• Work required: Reproduce the stretch from the start of the entries through the line containing "[[150, 281]]", substituting "sea" for "ocean" and leaving the rest unchanged. Omit the pictures.

--- Records supplied ---

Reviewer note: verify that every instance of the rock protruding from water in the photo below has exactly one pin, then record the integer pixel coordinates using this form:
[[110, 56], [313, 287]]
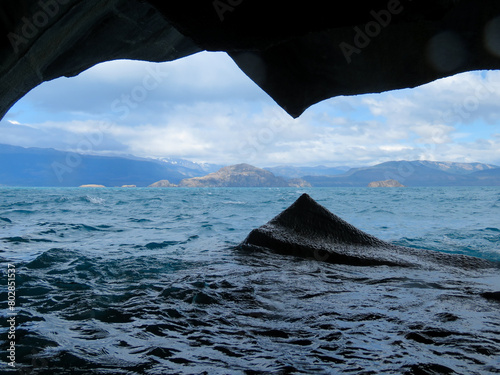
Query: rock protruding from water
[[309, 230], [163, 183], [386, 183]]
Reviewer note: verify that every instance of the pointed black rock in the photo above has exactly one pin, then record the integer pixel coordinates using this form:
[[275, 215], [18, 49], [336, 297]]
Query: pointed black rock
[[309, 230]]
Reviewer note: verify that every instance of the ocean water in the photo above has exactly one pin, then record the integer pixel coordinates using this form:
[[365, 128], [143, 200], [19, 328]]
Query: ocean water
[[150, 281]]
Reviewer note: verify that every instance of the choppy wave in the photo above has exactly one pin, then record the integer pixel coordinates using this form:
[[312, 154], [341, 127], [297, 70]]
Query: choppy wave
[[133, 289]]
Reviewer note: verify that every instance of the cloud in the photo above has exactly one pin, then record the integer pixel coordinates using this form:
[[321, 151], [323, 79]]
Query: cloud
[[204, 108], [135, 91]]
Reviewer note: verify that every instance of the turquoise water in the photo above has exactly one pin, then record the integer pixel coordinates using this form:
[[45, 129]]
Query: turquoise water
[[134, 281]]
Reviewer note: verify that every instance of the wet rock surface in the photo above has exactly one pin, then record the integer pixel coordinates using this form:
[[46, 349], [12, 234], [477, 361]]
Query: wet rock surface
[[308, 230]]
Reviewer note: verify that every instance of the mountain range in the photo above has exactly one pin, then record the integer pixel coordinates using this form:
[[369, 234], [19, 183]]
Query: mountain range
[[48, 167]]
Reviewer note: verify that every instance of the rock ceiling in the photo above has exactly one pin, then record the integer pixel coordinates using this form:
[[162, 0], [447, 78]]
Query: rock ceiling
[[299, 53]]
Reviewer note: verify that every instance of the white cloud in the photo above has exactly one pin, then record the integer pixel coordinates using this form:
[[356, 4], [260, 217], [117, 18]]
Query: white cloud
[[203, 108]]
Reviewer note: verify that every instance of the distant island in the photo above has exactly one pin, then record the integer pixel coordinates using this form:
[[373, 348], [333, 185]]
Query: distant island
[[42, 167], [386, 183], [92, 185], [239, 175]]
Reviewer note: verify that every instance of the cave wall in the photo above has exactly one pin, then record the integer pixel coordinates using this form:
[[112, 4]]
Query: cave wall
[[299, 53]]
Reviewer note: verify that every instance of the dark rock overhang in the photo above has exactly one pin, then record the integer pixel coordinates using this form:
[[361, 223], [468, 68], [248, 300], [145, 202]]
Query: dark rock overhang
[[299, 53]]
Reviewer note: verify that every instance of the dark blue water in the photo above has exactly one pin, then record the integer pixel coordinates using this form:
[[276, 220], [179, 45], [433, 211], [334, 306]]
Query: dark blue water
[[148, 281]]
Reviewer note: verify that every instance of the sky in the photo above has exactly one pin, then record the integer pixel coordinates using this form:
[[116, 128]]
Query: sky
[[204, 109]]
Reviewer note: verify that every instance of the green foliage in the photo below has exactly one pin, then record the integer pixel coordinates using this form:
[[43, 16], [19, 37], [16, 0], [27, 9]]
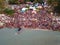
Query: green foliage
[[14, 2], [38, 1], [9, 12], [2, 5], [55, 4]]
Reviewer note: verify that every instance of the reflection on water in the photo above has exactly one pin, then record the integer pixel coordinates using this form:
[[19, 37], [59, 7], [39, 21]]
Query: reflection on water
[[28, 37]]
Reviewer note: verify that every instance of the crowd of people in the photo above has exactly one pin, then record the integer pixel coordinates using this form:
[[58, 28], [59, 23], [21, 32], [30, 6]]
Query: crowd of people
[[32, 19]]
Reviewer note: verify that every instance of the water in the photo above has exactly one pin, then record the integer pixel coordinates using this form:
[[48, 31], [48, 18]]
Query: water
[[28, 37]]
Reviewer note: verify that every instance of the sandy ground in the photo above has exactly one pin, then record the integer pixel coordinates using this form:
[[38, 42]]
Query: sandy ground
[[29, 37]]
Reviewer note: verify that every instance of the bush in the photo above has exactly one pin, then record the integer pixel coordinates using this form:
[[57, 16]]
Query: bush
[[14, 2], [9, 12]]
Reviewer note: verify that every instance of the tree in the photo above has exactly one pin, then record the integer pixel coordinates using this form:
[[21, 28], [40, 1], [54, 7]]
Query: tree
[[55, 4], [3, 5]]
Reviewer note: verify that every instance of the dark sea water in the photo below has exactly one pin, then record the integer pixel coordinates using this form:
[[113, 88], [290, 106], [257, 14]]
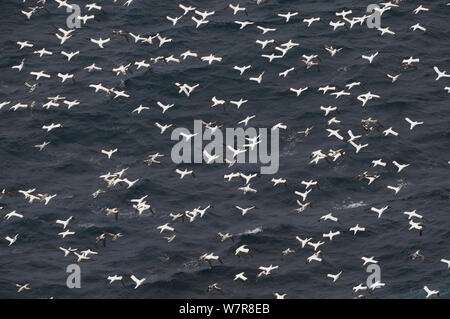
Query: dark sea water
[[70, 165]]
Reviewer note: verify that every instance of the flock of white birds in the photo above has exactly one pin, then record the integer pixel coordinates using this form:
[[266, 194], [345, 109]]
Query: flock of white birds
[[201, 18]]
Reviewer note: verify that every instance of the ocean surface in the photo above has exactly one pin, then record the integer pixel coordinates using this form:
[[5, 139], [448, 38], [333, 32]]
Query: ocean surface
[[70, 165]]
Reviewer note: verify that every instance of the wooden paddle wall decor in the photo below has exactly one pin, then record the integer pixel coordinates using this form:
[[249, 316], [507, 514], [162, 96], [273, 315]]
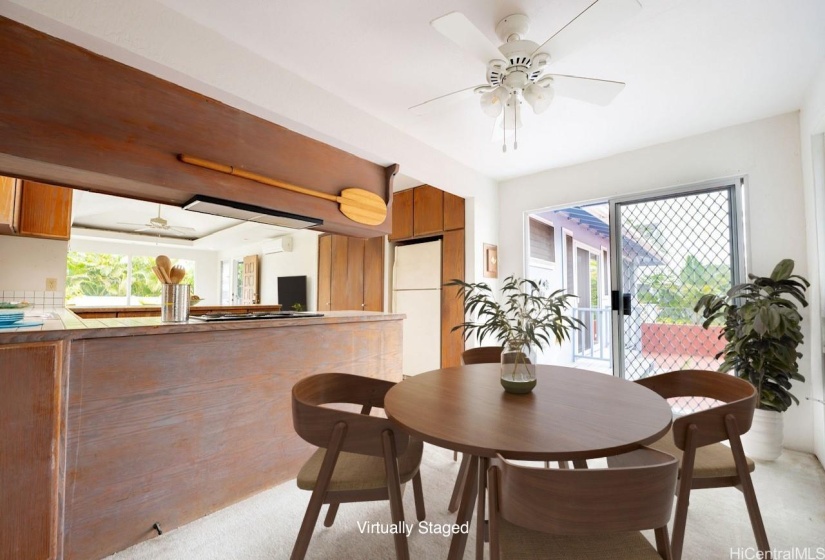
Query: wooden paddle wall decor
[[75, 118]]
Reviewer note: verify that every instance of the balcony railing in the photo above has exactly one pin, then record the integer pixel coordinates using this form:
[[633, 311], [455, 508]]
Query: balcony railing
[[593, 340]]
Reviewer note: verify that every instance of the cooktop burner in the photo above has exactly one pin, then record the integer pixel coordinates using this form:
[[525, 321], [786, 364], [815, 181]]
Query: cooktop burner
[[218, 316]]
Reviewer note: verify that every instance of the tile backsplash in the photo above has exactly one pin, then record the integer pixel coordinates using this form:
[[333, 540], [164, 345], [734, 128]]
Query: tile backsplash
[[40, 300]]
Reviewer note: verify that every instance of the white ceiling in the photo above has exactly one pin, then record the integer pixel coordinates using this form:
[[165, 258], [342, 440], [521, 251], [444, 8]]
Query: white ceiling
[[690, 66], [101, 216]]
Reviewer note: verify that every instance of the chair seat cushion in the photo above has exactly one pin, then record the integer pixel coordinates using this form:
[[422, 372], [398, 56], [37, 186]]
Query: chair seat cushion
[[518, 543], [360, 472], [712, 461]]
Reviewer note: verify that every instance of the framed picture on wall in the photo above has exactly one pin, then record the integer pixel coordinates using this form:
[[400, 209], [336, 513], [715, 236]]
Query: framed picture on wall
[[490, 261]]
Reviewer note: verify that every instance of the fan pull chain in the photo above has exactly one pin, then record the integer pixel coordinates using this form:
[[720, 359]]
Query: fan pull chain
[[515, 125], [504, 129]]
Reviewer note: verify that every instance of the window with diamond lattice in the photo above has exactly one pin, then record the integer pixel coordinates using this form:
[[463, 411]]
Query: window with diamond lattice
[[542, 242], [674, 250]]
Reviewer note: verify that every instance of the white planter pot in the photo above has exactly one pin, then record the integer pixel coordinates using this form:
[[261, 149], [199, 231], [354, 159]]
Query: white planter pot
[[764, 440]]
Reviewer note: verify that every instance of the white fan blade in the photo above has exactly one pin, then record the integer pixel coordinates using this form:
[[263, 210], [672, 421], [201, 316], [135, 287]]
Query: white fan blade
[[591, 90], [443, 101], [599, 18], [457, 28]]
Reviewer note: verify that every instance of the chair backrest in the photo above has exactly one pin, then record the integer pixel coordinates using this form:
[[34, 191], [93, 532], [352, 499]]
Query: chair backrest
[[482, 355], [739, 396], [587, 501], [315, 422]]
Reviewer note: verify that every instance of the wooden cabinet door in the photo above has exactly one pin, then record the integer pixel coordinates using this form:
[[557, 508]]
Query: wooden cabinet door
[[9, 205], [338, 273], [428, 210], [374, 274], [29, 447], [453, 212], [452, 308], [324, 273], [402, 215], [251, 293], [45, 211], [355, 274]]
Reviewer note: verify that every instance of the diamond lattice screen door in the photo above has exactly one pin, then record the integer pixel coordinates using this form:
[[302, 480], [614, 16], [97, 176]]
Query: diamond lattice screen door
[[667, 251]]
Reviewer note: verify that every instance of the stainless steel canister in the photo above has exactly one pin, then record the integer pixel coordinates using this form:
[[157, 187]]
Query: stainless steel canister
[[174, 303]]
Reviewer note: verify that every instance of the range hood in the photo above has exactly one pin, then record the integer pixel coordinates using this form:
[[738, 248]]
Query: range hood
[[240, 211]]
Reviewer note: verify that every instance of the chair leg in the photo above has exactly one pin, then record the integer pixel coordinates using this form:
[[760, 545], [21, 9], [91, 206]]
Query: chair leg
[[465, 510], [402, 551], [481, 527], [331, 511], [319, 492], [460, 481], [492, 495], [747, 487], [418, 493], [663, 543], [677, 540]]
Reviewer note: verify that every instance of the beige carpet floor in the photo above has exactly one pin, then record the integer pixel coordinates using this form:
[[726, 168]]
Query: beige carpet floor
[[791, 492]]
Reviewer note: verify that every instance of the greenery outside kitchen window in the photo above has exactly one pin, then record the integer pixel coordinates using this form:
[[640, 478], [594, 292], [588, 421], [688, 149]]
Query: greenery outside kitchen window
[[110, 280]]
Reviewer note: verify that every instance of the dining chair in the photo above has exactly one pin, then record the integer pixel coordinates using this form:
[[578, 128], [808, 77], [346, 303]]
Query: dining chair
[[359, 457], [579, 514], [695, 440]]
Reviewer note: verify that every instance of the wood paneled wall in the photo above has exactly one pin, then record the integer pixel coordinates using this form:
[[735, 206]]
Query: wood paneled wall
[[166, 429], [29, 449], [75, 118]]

---

• Exercise output:
Reviewer note: verify that every instance of the rock protruding from water in the photo below has exactly one pin, then record the integer pixel coordinates using this form:
[[110, 56], [313, 287]]
Query: rock protruding from water
[[309, 230], [163, 183], [386, 183]]
Reviewer note: verify that every instance of the pointed black rock in the photo above has exactly one pin, then record the integer pixel coordinates using this form:
[[275, 215], [18, 49], [336, 297]]
Query: pointed black rock
[[309, 230]]
Reviewer note: verify that every instance of the sea water in the photo above has exactly one pin, then record the integer pixel coordinates using this form:
[[365, 128], [143, 200], [19, 328]]
Query: sea water
[[150, 281]]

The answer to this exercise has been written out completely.